• Requirements
Format every line of the items below as one numbered list, leaving out any blank lines.
::: Data for the task :::
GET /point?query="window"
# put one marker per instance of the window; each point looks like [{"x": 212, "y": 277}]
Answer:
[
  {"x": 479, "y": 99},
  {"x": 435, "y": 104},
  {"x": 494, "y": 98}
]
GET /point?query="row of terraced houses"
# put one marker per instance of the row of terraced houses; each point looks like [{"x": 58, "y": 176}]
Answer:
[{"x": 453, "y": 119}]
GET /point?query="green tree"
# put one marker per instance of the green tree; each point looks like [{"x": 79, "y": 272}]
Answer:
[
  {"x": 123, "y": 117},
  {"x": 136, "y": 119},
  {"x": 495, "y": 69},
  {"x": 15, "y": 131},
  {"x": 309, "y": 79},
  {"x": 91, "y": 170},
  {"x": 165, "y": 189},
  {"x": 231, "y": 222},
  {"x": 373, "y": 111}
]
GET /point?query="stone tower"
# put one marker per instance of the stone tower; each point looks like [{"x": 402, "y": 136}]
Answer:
:::
• Written answer
1. GET /point?query="window"
2. # put one marker per instance of the window; each point looks like [{"x": 212, "y": 277}]
3. Answer:
4. [
5.   {"x": 479, "y": 99},
6.   {"x": 435, "y": 104},
7.   {"x": 494, "y": 98}
8. ]
9. GET /point?query="row of terraced houses"
10. # put one marker per instance of the row of terraced houses; each point looks like [{"x": 58, "y": 176}]
11. Answer:
12. [{"x": 453, "y": 119}]
13. GET /point?query="green tree"
14. # put one marker per instance of the green tree; each point looks like [{"x": 79, "y": 272}]
15. Answer:
16. [
17.   {"x": 123, "y": 117},
18.   {"x": 136, "y": 119},
19.   {"x": 495, "y": 69},
20.   {"x": 15, "y": 131},
21.   {"x": 309, "y": 79},
22.   {"x": 91, "y": 170},
23.   {"x": 165, "y": 189},
24.   {"x": 231, "y": 222},
25.   {"x": 373, "y": 111}
26. ]
27. GET /point?query="stone tower"
28. # put one marker per instance of the stone tower; each point looks like [{"x": 402, "y": 136}]
29. Answer:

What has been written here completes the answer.